• Document text:
......

# `Aerospike.RetryPolicy`
[🔗](https://github.com/luisgabrielroldan/aerospike_driver/blob/v0.3.1/lib/aerospike/retry_policy.ex#L1)

Retry configuration and error classification for the command path.

The retry driver consumes a `t:t/0` value per command and decides, based on
the classification helpers below, whether to re-dispatch an attempt against
the next replica (on a rebalance-class error), re-dispatch against a fresh
pool worker (on a transport-class error), or return the error verbatim (on
anything else).

## Writer discipline

The retry policy is cluster-scoped, not per-node, and is established
once at `Aerospike.start_link/1` time. The Tender computes the
effective policy and publishes it to the `:meta` ETS table under the key
`:retry_opts`; the command path reads it lock-free via `load/1`. Runtime
mutation still stays behind the single-writer boundary that governs every
other published `:meta` entry.

......

• Information shown:

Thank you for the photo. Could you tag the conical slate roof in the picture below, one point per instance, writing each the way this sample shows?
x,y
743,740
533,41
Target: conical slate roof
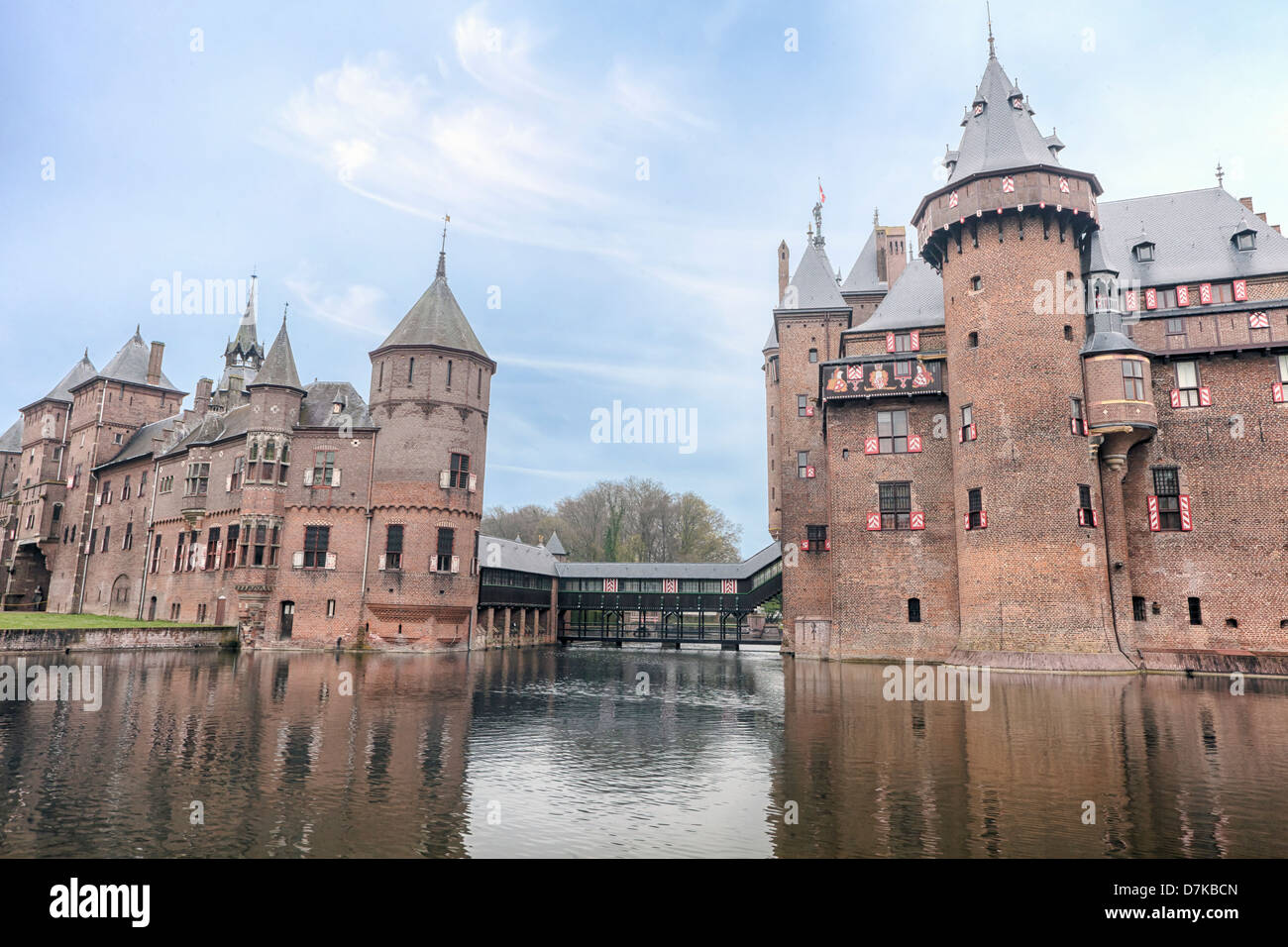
x,y
11,442
278,367
130,364
814,282
1004,134
81,371
772,342
436,320
914,300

......

• Prompt:
Pick up the Aerospike.RetryPolicy documentation after its final sentence and carry it forward. The rows can be left aside.

• Task output:
Per-command overrides (`:timeout`, `:max_retries`,
`:sleep_between_retries_ms`, `:replica_policy`) may be passed through
`Aerospike.get/3`'s `opts` and are merged on top of the cluster default
by `merge/2`.

## Classification

One canonical classifier drives the retry loop and the pool-side
failure accounting. It returns:

  * `:bucket` — one of `:ok`, `:rebalance`, `:transport`,
    `:routing_refusal`, `:server_fatal`
  * `:retry_classification` — the retry telemetry label or `nil`
  * `:close_connection?` — whether the current worker should be
    discarded after the outcome
  * `:node_failure?` — whether the outcome should increment the
    node's `:failed` counter

The buckets stay disjoint:

  * **rebalance** — the server replied with a result code that says
    "this partition is not mine right now" (currently
    `:partition_unavailable`). The retry driver re-picks on a
    different replica and asynchronously asks the Tender for a fresh
    partition map.

  * **transport** — the command did not reach a server that answered
    cleanly: `:network_error`, `:timeout`, `:connection_error`
    (socket), `:pool_timeout`, `:invalid_node` (pool checkout), and
    `:circuit_open` (circuit-breaker refusal). These are not ownership signals;
    the retry driver re-dispatches without asking for a map refresh.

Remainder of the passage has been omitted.